**SET TASK**
Reproduce the lines from the one containing "For every instance of the black planter" up to and including the one containing "(450, 1191)", with "planter pot" changed to "flower pot" and nothing else altered.
++++++
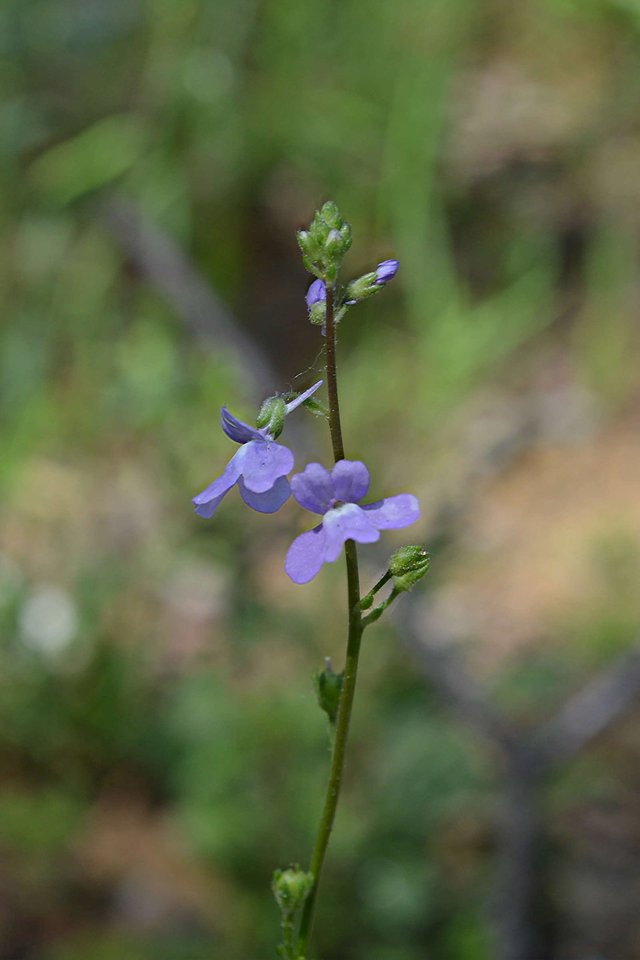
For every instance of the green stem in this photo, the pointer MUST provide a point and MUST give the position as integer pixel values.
(354, 637)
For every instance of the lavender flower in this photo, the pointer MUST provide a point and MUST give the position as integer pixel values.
(335, 495)
(259, 467)
(386, 271)
(316, 293)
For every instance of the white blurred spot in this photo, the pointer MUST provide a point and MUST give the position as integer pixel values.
(48, 620)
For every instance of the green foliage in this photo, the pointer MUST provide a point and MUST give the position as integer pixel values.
(227, 123)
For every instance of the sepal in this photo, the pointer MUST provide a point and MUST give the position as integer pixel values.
(408, 565)
(328, 687)
(291, 887)
(271, 416)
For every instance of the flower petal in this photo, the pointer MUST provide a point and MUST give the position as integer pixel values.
(393, 512)
(350, 480)
(317, 291)
(236, 429)
(303, 396)
(347, 522)
(207, 502)
(264, 462)
(386, 271)
(306, 555)
(269, 501)
(313, 488)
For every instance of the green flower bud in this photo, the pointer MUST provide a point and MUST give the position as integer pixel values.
(365, 286)
(271, 415)
(331, 215)
(333, 245)
(345, 235)
(291, 887)
(325, 242)
(328, 689)
(408, 565)
(318, 312)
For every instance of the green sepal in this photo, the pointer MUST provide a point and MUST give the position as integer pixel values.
(272, 414)
(408, 565)
(291, 887)
(328, 687)
(318, 312)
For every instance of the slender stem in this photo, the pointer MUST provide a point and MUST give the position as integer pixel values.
(335, 425)
(353, 651)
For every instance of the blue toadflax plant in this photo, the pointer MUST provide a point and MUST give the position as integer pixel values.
(260, 469)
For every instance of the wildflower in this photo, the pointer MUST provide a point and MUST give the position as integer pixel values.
(316, 293)
(386, 271)
(336, 495)
(259, 467)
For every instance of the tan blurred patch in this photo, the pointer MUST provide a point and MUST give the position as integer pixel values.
(529, 557)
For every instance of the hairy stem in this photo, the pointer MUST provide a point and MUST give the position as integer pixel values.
(354, 637)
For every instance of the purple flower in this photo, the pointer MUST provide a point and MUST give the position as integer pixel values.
(259, 467)
(386, 271)
(317, 293)
(335, 495)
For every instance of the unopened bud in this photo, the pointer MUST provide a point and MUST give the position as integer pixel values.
(328, 686)
(291, 887)
(271, 416)
(365, 286)
(331, 215)
(333, 245)
(408, 565)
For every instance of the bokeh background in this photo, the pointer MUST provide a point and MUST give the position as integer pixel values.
(161, 751)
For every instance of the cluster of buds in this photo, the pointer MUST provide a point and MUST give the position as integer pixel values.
(325, 243)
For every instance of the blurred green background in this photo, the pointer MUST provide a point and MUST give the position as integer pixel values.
(161, 751)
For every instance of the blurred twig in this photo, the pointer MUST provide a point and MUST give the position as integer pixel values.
(524, 923)
(160, 260)
(591, 712)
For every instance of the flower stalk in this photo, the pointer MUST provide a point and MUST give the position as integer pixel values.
(354, 636)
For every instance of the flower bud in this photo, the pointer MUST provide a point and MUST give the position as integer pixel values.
(271, 416)
(291, 887)
(318, 313)
(408, 565)
(333, 245)
(365, 286)
(386, 271)
(345, 235)
(325, 242)
(331, 215)
(328, 689)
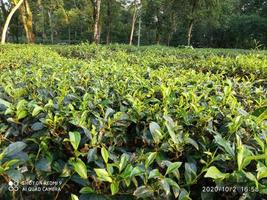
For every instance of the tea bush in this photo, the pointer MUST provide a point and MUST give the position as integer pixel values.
(120, 122)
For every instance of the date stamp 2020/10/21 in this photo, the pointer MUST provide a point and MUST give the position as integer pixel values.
(229, 189)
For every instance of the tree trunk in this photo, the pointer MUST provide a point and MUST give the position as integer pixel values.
(51, 27)
(97, 7)
(191, 23)
(189, 36)
(26, 19)
(69, 34)
(133, 23)
(9, 17)
(139, 31)
(109, 21)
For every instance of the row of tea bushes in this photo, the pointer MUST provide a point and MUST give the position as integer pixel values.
(122, 122)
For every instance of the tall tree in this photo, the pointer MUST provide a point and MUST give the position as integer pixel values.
(109, 16)
(136, 8)
(26, 19)
(196, 7)
(96, 16)
(9, 17)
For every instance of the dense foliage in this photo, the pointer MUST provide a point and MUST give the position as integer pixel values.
(215, 23)
(134, 123)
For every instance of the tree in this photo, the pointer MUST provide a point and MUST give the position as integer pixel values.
(96, 16)
(136, 8)
(196, 7)
(9, 17)
(26, 19)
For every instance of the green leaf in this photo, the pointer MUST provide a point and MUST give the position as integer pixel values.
(136, 171)
(5, 103)
(143, 192)
(225, 144)
(37, 126)
(172, 134)
(114, 187)
(104, 154)
(190, 172)
(262, 171)
(43, 165)
(36, 110)
(123, 161)
(86, 190)
(172, 183)
(103, 174)
(127, 171)
(75, 138)
(14, 148)
(15, 175)
(214, 173)
(165, 185)
(172, 167)
(79, 167)
(154, 174)
(150, 159)
(155, 131)
(21, 114)
(74, 197)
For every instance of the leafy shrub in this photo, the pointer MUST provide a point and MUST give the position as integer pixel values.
(134, 123)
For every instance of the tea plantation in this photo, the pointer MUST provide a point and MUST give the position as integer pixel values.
(120, 122)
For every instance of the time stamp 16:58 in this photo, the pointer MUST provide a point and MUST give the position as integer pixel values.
(232, 189)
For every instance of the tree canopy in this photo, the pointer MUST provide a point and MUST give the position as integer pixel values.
(200, 23)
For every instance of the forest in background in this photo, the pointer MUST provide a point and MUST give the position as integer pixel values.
(200, 23)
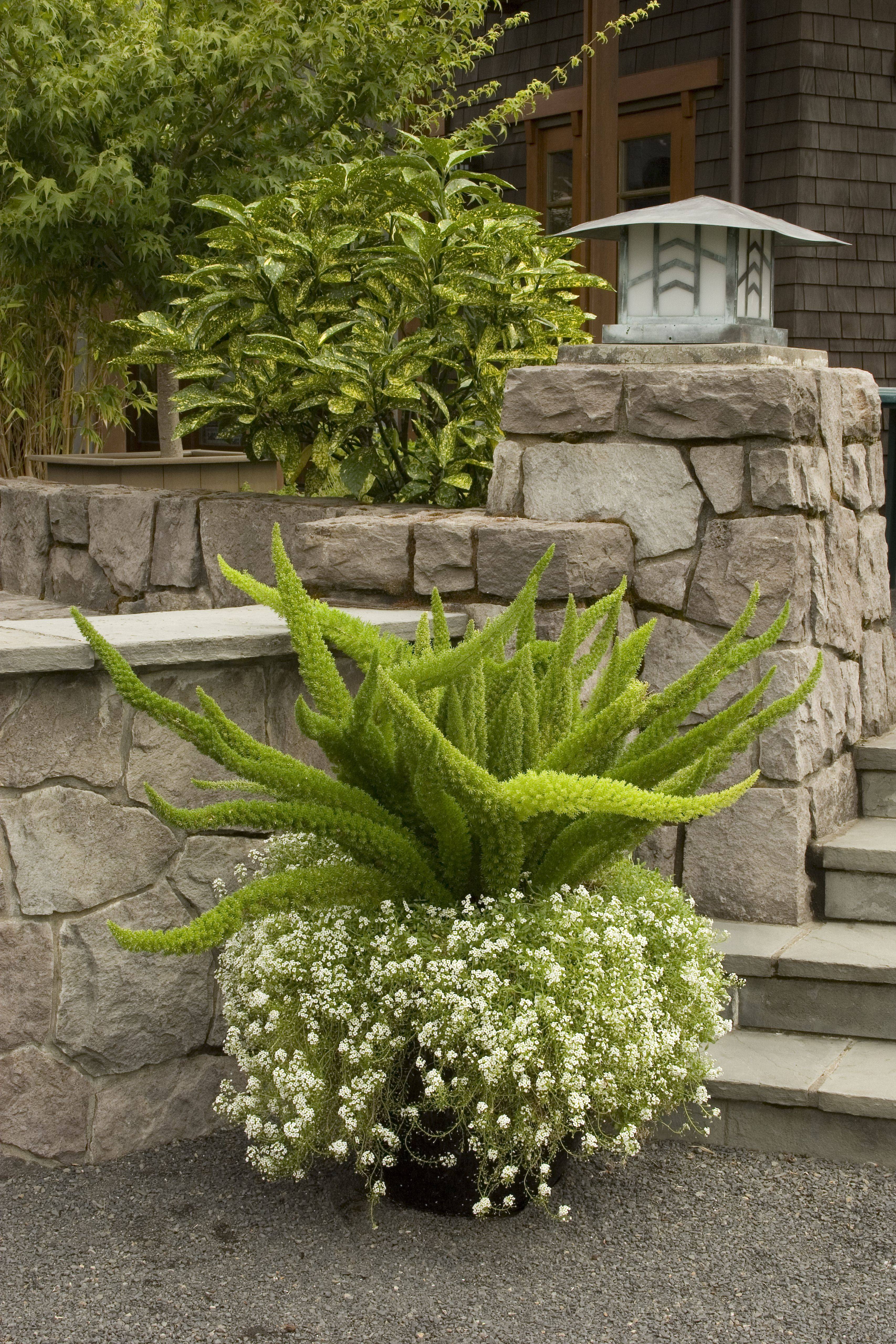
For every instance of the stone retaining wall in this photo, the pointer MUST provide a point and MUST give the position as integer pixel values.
(691, 476)
(729, 474)
(104, 1052)
(112, 549)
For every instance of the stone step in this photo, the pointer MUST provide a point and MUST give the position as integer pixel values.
(821, 1096)
(876, 764)
(876, 753)
(860, 865)
(860, 896)
(834, 978)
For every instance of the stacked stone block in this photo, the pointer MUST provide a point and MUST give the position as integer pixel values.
(113, 549)
(101, 1052)
(725, 476)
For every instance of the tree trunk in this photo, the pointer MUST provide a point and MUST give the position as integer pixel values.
(170, 441)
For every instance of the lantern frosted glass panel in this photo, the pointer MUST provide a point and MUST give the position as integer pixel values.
(714, 269)
(682, 281)
(678, 271)
(699, 271)
(754, 275)
(639, 290)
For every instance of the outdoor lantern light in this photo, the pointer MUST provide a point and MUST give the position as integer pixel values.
(696, 271)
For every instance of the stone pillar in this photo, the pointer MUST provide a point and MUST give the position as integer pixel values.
(731, 466)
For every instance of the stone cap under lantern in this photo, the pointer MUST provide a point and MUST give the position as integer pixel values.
(696, 272)
(679, 353)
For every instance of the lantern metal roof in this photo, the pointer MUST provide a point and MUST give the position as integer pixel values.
(699, 210)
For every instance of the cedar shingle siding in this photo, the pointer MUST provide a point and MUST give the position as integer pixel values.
(549, 40)
(821, 143)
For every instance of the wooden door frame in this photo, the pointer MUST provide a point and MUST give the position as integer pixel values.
(660, 122)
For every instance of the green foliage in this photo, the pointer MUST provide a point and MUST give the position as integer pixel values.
(117, 116)
(360, 326)
(461, 769)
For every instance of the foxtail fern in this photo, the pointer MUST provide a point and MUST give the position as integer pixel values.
(460, 771)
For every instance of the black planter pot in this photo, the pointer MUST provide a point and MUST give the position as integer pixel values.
(450, 1191)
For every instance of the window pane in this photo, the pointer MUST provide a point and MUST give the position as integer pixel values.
(559, 220)
(559, 203)
(643, 202)
(647, 163)
(561, 178)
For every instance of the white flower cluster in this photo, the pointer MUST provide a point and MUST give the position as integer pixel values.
(535, 1022)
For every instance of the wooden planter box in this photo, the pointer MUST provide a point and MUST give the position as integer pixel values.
(197, 470)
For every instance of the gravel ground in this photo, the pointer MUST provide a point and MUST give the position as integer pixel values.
(682, 1244)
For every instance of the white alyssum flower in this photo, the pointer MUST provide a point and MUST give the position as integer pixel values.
(324, 1007)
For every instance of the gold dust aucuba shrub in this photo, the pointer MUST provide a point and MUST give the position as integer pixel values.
(480, 792)
(535, 1019)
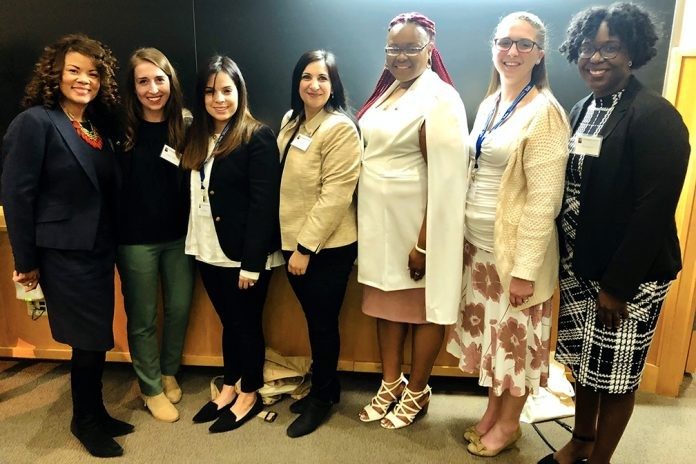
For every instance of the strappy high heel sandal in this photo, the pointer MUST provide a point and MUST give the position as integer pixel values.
(382, 402)
(410, 406)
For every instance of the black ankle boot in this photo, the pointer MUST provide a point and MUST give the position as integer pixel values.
(92, 437)
(314, 413)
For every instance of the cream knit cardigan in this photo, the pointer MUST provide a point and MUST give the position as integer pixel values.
(529, 199)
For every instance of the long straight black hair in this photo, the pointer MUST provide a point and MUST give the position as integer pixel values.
(337, 100)
(243, 122)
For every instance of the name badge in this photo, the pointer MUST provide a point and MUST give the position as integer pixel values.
(302, 142)
(204, 209)
(589, 145)
(169, 154)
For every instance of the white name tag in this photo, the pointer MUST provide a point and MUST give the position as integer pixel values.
(589, 145)
(169, 154)
(302, 142)
(204, 209)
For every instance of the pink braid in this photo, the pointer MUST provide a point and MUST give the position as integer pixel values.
(386, 79)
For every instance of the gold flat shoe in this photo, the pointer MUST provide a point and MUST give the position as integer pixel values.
(479, 449)
(471, 434)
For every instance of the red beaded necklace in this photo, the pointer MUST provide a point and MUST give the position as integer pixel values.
(91, 136)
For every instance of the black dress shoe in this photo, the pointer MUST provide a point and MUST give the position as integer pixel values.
(97, 442)
(228, 421)
(299, 406)
(210, 411)
(314, 414)
(114, 427)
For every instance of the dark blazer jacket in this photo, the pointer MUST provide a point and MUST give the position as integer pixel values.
(244, 195)
(50, 190)
(626, 233)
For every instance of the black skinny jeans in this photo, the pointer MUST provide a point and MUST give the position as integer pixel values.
(240, 312)
(321, 291)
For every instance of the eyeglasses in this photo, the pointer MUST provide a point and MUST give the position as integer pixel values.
(606, 51)
(408, 51)
(523, 45)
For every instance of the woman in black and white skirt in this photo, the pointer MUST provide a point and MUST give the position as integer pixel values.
(619, 250)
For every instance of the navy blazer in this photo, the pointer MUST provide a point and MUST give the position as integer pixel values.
(626, 233)
(50, 191)
(244, 197)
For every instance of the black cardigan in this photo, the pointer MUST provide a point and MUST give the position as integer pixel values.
(626, 232)
(244, 196)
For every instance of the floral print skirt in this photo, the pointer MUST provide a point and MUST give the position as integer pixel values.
(507, 347)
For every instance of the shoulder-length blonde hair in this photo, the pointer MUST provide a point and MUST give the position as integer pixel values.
(539, 76)
(242, 124)
(173, 110)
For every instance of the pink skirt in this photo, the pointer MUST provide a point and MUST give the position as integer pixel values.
(406, 306)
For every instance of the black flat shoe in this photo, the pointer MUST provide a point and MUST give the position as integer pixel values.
(210, 412)
(228, 421)
(97, 442)
(114, 427)
(310, 419)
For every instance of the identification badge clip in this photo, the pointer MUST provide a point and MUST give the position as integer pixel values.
(302, 142)
(169, 154)
(589, 145)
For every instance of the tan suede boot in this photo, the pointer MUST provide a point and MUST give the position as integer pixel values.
(171, 388)
(161, 408)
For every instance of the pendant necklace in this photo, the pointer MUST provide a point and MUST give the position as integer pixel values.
++++++
**ANSWER TO THE PROBLEM**
For every instance of the black flower pot in this photo, the pointer MUST provide a point and MUST give the position as integer pixel values.
(450, 1191)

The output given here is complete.